Task directions:
Work through the data below and copy out every line where "mixer" is found.
◆ ◆ ◆ ◆
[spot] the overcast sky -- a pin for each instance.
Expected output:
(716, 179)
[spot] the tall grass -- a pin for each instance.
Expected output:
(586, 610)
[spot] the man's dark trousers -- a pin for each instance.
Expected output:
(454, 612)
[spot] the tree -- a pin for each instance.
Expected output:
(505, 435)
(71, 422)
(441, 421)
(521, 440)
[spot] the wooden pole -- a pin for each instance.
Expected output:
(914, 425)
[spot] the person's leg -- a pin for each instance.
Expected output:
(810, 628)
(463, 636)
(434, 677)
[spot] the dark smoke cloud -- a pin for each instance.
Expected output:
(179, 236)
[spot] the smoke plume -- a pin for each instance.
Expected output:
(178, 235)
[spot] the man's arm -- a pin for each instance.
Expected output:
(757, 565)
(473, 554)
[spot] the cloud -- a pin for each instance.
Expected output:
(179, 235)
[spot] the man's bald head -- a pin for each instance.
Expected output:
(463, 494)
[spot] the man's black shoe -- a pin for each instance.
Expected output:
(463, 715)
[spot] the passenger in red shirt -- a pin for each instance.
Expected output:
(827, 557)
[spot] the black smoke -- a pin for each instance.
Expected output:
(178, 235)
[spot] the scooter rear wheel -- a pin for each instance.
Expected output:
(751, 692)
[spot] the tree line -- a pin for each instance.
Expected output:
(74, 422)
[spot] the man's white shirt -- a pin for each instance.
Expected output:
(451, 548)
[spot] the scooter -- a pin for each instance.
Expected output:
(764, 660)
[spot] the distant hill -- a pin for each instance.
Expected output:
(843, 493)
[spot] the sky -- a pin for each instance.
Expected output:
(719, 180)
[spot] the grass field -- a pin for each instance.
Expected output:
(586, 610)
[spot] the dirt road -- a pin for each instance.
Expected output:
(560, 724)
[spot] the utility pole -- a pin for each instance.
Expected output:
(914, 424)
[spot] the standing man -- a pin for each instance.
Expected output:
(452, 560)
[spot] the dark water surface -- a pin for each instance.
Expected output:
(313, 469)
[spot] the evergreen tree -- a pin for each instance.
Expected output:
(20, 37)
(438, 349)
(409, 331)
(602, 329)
◆ ◆ ◆ ◆
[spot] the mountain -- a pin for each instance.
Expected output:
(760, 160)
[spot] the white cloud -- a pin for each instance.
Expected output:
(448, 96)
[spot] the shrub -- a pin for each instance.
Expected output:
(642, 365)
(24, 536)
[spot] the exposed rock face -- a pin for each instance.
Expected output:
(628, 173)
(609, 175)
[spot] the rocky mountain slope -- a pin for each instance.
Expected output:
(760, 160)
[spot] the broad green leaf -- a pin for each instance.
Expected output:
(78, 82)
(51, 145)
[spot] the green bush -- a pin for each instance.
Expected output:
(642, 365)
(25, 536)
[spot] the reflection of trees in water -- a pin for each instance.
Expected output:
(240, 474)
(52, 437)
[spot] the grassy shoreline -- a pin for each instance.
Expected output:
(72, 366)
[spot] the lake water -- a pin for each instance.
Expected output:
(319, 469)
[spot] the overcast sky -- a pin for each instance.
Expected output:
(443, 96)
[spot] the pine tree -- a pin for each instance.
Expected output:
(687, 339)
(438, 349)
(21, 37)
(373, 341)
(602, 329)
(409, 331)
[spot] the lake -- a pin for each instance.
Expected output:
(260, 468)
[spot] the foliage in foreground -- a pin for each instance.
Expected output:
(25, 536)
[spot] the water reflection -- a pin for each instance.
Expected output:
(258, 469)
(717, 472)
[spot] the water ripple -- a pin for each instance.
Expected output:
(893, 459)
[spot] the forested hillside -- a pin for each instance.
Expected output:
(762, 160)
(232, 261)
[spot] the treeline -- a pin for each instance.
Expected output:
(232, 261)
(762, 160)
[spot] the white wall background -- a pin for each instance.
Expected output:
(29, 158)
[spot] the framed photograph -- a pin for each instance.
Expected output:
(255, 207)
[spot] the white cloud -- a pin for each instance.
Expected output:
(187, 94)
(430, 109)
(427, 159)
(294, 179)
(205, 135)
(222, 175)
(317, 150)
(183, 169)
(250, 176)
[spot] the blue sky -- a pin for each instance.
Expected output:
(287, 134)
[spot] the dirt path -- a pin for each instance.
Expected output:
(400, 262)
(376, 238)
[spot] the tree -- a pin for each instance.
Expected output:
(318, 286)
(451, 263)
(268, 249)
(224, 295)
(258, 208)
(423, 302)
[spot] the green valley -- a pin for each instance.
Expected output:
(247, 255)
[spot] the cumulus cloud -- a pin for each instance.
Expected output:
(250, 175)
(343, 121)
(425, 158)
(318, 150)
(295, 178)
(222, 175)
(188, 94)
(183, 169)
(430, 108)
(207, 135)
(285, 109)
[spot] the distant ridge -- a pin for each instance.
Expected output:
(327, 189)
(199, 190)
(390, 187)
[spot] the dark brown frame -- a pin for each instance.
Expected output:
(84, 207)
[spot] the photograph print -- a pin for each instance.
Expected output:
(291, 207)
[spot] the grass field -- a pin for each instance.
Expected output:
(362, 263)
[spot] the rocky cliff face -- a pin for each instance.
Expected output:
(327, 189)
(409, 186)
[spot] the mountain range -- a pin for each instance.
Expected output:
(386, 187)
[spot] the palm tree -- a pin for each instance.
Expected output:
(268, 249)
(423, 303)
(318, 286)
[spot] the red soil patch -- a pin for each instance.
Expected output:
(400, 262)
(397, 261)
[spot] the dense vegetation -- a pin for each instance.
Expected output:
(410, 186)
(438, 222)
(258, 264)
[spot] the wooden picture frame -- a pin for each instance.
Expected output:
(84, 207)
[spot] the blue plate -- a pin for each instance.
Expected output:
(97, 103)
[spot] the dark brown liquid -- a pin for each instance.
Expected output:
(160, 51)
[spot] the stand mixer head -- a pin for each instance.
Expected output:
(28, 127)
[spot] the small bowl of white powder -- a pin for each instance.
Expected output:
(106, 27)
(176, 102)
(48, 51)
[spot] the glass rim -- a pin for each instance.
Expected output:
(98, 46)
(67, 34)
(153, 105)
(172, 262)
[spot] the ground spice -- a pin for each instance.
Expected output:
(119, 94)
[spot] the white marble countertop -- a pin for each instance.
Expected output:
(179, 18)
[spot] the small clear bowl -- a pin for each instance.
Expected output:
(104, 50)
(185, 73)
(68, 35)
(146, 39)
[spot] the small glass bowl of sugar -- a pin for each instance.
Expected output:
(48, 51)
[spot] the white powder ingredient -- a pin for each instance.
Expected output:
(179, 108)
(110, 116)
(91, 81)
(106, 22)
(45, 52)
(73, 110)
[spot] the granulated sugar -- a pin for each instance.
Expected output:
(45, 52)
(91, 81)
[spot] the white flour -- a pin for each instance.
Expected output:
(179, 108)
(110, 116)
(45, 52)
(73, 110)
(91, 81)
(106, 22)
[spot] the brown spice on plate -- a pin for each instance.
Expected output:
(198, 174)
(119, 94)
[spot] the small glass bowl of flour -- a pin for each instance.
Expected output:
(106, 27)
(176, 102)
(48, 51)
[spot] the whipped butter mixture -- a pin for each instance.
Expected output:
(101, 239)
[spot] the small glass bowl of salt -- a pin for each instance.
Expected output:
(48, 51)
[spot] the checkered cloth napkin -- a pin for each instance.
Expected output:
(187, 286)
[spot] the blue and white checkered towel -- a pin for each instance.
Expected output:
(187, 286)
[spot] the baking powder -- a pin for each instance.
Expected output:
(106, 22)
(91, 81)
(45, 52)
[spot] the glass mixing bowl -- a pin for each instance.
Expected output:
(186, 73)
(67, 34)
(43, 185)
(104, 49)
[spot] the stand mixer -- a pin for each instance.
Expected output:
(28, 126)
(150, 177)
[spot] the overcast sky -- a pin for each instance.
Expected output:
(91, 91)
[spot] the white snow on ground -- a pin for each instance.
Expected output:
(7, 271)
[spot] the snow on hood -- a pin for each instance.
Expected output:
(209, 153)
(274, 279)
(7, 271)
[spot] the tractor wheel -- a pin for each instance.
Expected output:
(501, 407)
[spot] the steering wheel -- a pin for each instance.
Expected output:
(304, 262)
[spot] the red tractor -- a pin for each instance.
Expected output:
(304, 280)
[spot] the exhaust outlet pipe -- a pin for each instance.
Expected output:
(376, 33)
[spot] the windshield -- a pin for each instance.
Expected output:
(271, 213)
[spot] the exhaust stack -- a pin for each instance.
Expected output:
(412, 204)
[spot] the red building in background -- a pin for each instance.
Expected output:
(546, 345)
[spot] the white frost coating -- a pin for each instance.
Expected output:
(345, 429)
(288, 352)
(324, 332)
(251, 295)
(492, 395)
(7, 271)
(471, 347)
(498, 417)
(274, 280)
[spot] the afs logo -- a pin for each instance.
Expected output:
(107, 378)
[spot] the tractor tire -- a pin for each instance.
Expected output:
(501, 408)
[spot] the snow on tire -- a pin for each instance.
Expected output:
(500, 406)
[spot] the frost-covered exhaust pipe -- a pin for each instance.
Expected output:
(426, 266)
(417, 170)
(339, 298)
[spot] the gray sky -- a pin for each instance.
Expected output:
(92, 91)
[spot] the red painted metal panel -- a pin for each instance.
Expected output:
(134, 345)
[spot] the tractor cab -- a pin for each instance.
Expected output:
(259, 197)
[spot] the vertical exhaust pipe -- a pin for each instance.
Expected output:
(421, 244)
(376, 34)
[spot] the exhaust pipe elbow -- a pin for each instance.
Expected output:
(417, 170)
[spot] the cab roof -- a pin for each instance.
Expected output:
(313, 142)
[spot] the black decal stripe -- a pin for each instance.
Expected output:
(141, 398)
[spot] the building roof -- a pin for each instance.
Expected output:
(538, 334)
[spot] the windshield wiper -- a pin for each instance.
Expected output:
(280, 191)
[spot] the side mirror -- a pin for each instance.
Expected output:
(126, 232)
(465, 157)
◆ ◆ ◆ ◆
Problem solution:
[spot] the stand mixer head -- a pin for each instance.
[spot] the stand mixer -- a pin for each instance.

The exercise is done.